## Exercise aim:
Render the records in the stretch from the line containing "Label every instance of hardwood" through the line containing "0, 248, 640, 427", both included, as a two-column CSV with the headers text and answer. Give one row for each text with its answer, putting each value in a single quoted field with line breaks replaced by spaces.

## Input material:
— START —

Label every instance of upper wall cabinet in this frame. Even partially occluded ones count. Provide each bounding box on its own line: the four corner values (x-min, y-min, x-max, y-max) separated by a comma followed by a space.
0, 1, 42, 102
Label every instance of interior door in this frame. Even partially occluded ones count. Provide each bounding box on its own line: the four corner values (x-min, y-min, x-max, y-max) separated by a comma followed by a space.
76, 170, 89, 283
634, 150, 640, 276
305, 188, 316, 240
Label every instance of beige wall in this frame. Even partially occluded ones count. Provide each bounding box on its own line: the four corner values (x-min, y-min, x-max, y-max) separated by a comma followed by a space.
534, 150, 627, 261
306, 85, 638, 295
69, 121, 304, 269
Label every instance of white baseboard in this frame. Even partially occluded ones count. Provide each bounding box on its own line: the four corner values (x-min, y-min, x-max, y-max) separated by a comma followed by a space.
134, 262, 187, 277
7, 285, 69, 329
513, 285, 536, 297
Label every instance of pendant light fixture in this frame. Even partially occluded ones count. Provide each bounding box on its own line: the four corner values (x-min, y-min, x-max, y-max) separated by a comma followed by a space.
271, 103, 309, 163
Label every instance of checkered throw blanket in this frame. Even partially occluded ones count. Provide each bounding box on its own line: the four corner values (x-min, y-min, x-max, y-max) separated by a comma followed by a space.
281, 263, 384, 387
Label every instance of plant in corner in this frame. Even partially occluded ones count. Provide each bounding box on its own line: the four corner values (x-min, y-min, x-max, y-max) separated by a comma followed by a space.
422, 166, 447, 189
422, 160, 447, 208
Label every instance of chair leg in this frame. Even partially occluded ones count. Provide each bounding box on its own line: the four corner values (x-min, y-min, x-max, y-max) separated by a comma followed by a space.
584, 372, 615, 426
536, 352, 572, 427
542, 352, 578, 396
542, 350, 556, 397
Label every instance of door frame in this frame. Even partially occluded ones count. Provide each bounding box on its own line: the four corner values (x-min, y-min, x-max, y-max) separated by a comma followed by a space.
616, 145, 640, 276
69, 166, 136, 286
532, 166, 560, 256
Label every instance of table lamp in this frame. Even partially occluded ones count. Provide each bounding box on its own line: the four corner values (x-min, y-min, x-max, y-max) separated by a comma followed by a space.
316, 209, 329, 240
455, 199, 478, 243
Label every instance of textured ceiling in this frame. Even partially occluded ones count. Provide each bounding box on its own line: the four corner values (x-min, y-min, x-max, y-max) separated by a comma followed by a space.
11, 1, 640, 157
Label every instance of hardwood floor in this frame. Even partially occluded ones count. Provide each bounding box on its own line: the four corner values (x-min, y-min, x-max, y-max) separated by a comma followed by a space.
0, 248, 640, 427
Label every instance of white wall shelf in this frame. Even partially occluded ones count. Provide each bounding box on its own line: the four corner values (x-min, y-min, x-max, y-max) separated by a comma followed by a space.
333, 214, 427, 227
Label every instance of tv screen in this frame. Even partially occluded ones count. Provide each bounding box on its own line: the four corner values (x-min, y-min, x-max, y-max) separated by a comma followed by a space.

— END —

## Expected answer:
text,answer
"Label every instance of hardwood floor in this frame. Even partially occluded ones count. Provide each bounding box on its own line: the four corner values (x-min, y-min, x-max, y-max) separated by a comma followed by a space.","0, 248, 640, 427"